What you should do:
Return only the line that contains "In the photo above, each instance of the carved" and each line after it, through the last line of the data below, copied exactly.

Dataset rows:
— Begin —
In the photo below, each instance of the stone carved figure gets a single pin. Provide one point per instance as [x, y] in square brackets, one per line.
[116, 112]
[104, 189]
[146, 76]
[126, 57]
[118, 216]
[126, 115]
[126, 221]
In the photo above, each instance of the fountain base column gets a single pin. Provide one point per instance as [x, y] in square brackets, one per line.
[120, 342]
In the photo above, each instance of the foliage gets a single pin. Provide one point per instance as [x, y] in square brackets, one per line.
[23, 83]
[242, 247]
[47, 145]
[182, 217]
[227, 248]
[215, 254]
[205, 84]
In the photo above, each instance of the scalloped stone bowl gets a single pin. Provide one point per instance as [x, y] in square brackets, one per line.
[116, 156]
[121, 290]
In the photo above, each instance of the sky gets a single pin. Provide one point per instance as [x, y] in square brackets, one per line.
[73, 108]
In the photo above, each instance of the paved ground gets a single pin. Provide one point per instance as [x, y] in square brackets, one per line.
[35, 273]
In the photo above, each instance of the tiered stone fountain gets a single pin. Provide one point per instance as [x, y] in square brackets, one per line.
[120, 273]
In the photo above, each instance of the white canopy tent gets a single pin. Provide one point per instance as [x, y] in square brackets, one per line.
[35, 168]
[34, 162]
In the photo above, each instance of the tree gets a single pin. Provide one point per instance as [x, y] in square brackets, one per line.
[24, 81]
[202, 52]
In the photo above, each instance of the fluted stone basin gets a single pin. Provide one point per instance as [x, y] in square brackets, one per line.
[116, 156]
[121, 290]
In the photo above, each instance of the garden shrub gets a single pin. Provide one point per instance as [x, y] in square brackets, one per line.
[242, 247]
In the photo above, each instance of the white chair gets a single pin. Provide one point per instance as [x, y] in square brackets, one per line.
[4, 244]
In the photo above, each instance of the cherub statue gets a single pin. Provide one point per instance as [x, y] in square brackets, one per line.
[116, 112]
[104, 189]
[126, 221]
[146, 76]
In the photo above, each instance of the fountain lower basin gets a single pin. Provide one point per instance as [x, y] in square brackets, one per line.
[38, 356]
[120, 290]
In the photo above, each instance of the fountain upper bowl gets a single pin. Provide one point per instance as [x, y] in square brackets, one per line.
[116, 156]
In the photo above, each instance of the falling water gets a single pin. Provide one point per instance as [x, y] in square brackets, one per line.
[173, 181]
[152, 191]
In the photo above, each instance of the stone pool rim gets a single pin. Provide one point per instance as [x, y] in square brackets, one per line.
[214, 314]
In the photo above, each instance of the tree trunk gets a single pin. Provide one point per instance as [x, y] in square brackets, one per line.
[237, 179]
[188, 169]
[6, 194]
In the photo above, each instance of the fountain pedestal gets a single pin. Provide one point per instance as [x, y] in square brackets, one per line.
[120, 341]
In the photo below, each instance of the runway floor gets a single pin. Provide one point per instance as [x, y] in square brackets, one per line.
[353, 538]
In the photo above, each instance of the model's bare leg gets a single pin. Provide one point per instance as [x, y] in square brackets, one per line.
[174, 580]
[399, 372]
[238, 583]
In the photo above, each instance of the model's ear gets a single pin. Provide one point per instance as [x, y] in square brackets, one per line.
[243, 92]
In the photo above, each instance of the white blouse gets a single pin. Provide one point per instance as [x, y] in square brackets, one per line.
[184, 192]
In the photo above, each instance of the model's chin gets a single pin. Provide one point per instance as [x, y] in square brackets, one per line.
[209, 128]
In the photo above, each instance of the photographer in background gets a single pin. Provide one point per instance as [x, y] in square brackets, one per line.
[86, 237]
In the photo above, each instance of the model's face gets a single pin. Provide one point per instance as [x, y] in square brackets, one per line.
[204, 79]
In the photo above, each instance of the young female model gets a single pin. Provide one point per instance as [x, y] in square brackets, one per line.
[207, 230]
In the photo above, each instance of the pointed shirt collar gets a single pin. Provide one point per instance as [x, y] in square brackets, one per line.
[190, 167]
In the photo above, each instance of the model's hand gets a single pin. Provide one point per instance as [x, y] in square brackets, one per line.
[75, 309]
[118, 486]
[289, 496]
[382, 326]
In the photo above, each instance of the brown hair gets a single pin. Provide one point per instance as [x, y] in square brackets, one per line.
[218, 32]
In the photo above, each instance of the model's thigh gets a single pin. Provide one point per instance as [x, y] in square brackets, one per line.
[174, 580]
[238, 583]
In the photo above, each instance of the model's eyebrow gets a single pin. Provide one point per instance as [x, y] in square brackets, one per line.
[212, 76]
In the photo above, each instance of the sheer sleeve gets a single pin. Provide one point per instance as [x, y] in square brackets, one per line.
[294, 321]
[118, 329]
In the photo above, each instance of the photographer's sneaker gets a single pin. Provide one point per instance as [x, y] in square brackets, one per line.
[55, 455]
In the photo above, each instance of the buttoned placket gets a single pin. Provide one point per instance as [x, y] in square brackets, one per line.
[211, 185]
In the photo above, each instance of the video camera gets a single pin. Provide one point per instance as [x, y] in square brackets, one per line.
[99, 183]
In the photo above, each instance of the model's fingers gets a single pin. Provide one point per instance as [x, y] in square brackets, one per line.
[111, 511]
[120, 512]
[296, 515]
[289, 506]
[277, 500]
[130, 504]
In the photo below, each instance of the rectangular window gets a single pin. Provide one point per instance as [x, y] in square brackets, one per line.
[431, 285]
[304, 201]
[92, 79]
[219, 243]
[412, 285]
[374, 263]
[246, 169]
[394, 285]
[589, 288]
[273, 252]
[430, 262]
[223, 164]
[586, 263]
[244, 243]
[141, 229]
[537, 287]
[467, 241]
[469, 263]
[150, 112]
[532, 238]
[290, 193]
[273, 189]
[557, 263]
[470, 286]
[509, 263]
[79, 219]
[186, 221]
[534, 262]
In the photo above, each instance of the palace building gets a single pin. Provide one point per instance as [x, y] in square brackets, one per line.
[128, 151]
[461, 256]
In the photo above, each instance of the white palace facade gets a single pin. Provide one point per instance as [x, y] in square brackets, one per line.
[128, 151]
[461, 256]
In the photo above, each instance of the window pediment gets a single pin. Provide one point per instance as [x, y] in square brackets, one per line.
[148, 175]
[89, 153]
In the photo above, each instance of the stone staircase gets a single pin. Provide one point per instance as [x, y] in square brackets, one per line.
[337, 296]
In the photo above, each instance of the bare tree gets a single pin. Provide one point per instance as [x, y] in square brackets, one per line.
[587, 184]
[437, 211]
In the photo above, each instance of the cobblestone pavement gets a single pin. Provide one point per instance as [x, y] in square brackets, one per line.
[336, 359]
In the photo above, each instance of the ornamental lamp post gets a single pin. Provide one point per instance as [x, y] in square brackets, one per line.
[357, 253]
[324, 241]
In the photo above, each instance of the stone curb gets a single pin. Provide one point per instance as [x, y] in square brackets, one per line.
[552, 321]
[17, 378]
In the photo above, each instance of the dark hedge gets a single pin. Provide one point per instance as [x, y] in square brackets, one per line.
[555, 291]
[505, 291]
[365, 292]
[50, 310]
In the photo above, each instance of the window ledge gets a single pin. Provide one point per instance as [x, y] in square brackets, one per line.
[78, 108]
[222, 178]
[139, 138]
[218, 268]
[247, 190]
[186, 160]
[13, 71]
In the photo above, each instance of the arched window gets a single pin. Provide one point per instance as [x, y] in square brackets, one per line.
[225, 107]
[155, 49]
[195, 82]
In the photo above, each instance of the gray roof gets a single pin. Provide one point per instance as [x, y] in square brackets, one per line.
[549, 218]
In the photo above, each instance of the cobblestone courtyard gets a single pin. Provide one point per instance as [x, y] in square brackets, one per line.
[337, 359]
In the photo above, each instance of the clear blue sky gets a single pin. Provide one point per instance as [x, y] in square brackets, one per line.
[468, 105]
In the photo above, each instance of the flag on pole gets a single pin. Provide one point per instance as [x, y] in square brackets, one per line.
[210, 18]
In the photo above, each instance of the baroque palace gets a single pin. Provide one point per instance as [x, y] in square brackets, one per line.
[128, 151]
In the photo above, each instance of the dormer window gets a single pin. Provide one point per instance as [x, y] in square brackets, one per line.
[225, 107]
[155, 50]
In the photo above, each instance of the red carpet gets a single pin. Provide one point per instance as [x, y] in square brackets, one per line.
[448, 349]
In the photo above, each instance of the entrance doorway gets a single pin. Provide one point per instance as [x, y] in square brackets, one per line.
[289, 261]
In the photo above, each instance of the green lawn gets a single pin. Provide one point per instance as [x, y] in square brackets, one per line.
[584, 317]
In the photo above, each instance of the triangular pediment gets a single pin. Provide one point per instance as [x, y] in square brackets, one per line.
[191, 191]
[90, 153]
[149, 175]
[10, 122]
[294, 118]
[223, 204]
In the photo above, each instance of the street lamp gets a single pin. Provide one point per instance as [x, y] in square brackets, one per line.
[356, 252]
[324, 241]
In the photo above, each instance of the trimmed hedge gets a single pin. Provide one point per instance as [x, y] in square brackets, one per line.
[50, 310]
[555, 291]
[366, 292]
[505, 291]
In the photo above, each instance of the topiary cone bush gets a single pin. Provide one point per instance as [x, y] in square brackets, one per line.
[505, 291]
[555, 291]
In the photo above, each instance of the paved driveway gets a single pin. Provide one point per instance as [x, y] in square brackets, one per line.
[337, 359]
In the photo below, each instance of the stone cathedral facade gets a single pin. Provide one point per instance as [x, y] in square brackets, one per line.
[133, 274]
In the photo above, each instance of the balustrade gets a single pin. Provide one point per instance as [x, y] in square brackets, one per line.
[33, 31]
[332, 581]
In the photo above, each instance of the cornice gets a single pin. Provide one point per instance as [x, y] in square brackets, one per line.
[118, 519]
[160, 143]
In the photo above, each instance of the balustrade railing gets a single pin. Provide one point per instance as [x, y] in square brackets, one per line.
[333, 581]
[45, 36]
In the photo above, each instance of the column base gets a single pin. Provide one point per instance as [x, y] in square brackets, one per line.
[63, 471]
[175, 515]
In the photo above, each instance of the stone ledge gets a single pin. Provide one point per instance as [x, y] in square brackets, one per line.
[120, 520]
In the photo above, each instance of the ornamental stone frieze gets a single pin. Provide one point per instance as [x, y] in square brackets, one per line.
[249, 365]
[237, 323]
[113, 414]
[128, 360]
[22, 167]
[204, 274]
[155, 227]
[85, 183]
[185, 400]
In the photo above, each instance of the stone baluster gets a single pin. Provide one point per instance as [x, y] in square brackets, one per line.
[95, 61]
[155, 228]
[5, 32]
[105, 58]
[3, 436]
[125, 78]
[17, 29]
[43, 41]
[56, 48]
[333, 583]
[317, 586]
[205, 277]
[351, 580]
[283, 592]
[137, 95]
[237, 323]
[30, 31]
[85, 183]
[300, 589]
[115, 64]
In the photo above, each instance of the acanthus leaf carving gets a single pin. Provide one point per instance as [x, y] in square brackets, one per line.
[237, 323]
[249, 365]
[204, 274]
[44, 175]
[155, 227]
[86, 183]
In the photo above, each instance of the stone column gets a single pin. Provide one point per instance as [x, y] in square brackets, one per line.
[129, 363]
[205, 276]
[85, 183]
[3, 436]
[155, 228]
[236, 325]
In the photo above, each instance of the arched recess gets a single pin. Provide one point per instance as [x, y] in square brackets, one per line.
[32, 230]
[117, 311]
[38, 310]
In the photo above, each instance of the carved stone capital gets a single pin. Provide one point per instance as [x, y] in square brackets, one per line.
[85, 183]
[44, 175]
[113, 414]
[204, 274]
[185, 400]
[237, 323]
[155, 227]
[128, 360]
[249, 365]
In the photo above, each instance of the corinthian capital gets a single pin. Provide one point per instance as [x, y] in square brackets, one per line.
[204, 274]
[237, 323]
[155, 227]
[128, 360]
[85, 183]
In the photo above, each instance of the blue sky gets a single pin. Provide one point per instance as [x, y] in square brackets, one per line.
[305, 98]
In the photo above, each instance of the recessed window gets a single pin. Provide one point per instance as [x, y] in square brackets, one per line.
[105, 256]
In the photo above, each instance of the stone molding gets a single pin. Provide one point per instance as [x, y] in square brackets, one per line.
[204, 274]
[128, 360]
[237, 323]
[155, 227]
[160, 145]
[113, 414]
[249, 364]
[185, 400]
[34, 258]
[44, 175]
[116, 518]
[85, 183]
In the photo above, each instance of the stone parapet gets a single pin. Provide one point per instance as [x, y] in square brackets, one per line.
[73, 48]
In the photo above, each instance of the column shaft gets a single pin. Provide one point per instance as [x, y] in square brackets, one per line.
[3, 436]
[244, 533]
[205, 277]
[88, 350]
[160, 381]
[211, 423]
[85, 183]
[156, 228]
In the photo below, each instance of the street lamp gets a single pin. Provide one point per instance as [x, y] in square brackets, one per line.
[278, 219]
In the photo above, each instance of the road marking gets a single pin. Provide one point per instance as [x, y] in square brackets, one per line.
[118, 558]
— End —
Reply to the task:
In the photo above, each instance of the carved stone capital gets a single pin. Provide one point per instance as [x, y] in square brackets, one per line.
[85, 183]
[44, 175]
[113, 414]
[204, 274]
[185, 400]
[237, 323]
[155, 227]
[128, 360]
[249, 365]
In the photo above, each instance of the corinthian capital gets a single pin. Provide one point per instance as [x, y] in square brackets, one per line.
[204, 274]
[237, 323]
[155, 227]
[128, 360]
[85, 183]
In the photo above, each instance of the blue sky gets a single pin. Provide one point per instance as [x, y] in square brackets, one per line.
[305, 98]
In the photo above, each instance of the recessed window gets a single pin. Provide one point per instance as [x, y] in square brackets, one per line.
[105, 256]
In the photo above, each instance of the stone molding gets a single pin. Provide one point per instance as [x, y] in square brackets, one per line.
[204, 274]
[128, 360]
[237, 323]
[155, 227]
[160, 145]
[113, 414]
[249, 364]
[185, 400]
[34, 258]
[44, 175]
[116, 518]
[85, 183]
In the photo above, each instance of the stone parapet gets a single pin. Provide one point per instance as [x, y] in square brackets, one per line.
[73, 48]
In the photo above, each instance of the column shaft gets a single pin. Provide one point per instance as [x, y] in square brackets, one per line.
[3, 436]
[244, 533]
[205, 277]
[88, 350]
[160, 381]
[211, 423]
[85, 183]
[156, 228]
In the photo below, each instance of the street lamp gets a single pin. Provide one point per instance as [x, y] in square brackets, one per line.
[278, 219]
In the photo above, each instance of the road marking gets a single pin. Provide one point per instance as [x, y] in square brackets, one per line.
[118, 558]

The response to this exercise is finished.